====== Records to use
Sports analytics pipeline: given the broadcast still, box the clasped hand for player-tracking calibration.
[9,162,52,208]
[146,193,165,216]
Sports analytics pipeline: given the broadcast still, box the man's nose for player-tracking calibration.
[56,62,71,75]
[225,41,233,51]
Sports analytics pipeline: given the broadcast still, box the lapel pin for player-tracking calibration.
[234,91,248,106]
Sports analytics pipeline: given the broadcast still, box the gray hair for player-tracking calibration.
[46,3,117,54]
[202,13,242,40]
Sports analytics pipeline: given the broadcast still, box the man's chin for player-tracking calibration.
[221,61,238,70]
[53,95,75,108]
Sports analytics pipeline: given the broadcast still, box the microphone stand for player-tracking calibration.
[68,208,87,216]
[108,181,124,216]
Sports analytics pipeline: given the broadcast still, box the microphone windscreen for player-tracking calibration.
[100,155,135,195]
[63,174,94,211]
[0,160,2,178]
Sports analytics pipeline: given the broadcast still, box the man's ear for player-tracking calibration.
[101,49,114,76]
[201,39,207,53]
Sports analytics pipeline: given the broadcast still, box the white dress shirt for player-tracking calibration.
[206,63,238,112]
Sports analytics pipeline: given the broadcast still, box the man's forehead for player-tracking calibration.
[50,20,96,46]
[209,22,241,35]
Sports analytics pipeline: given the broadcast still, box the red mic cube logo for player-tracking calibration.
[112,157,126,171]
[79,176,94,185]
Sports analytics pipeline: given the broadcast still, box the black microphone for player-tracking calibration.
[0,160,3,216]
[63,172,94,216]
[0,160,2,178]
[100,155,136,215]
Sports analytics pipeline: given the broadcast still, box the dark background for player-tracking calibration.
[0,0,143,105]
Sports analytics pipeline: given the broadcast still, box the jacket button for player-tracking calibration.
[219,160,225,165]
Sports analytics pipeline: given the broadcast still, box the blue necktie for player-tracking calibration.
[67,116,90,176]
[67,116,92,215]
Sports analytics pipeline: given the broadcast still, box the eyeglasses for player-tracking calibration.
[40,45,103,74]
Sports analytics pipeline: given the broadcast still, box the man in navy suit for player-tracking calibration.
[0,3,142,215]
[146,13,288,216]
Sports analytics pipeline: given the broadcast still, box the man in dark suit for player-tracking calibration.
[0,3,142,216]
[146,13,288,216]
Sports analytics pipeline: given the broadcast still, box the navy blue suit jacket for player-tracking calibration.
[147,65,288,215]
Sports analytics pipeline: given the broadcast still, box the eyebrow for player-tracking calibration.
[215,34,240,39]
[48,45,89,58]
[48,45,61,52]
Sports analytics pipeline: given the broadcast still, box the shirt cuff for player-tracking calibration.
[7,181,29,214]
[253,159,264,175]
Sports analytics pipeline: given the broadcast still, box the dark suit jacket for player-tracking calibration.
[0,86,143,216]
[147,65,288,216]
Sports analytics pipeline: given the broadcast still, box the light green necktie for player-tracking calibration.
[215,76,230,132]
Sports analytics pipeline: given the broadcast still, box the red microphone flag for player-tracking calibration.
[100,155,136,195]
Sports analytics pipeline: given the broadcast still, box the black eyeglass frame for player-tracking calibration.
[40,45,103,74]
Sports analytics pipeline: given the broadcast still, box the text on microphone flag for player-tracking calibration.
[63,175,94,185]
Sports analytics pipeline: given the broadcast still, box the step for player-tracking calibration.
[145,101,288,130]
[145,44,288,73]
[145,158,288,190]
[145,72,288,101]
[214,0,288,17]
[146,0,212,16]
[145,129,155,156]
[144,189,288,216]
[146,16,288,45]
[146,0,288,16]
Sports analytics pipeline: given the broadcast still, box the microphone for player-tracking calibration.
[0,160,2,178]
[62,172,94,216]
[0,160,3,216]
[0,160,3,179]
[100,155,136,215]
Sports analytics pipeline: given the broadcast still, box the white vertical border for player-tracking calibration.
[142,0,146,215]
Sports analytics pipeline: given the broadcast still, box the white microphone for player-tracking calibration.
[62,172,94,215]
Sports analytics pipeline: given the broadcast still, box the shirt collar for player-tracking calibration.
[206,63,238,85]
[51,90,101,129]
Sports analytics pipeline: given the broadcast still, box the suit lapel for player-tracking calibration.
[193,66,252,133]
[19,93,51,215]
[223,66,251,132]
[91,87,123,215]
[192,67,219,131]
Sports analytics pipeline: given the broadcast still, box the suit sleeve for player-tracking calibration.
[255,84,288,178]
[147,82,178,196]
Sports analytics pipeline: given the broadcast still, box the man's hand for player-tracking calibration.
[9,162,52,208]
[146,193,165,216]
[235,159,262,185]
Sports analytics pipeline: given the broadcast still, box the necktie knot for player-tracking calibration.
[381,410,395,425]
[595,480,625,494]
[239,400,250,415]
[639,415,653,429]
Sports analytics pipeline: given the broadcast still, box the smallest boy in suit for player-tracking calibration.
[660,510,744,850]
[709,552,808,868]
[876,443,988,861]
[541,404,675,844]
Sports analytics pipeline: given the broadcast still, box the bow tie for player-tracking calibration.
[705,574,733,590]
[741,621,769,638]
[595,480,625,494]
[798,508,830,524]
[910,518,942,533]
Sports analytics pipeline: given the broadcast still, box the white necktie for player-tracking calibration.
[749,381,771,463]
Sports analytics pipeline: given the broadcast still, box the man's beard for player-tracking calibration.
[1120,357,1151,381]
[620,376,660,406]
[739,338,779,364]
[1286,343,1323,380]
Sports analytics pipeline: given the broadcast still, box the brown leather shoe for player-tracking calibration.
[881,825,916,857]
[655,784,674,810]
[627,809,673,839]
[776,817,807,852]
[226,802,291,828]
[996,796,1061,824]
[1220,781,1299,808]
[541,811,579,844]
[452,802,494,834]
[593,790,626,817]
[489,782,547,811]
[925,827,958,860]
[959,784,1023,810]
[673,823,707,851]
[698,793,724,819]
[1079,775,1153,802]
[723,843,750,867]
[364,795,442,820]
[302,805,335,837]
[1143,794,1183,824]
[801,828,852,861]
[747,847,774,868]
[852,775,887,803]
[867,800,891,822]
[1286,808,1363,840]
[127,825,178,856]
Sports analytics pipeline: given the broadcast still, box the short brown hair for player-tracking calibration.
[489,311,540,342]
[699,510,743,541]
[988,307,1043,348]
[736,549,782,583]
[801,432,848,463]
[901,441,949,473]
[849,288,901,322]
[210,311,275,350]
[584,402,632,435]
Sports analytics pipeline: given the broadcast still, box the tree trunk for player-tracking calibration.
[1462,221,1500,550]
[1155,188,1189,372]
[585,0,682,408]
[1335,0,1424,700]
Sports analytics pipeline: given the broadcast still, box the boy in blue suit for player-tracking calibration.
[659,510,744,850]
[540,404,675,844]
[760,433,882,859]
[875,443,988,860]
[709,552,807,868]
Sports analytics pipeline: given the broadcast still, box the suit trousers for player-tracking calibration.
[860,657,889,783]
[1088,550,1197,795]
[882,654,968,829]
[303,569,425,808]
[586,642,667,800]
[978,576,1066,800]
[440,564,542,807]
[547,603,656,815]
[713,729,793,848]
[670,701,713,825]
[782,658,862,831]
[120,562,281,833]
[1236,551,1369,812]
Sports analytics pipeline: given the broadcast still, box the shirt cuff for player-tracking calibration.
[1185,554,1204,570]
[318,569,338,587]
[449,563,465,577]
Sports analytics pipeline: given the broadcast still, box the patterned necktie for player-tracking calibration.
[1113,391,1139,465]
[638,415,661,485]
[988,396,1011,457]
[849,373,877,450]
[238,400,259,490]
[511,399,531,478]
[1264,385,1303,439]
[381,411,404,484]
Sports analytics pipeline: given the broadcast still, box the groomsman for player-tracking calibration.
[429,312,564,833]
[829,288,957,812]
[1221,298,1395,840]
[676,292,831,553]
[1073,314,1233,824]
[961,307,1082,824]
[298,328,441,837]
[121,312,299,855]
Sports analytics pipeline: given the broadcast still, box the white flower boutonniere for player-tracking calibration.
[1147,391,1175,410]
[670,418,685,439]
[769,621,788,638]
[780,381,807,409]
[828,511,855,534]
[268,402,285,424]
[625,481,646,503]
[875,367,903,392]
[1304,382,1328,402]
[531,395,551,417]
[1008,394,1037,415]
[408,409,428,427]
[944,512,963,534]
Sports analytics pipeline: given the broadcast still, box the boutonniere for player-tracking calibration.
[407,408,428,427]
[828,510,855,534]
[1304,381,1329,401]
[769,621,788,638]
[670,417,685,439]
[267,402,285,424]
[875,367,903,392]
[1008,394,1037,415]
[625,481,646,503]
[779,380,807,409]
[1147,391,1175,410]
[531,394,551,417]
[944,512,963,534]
============
With the line containing "the boutonniere for player-tracking calibration." as the start, transcribe each line through the end of the listing above, exactly and only.

→ **Solution**:
Sports analytics pipeline: given the broadcast still, box the boutonniere for player-tracking calibration.
[407,408,428,427]
[828,510,855,534]
[1304,381,1329,401]
[769,621,788,638]
[670,417,685,439]
[267,402,285,424]
[875,367,903,392]
[1008,394,1037,415]
[625,481,646,503]
[779,380,807,409]
[1147,391,1175,410]
[531,394,551,417]
[944,512,963,534]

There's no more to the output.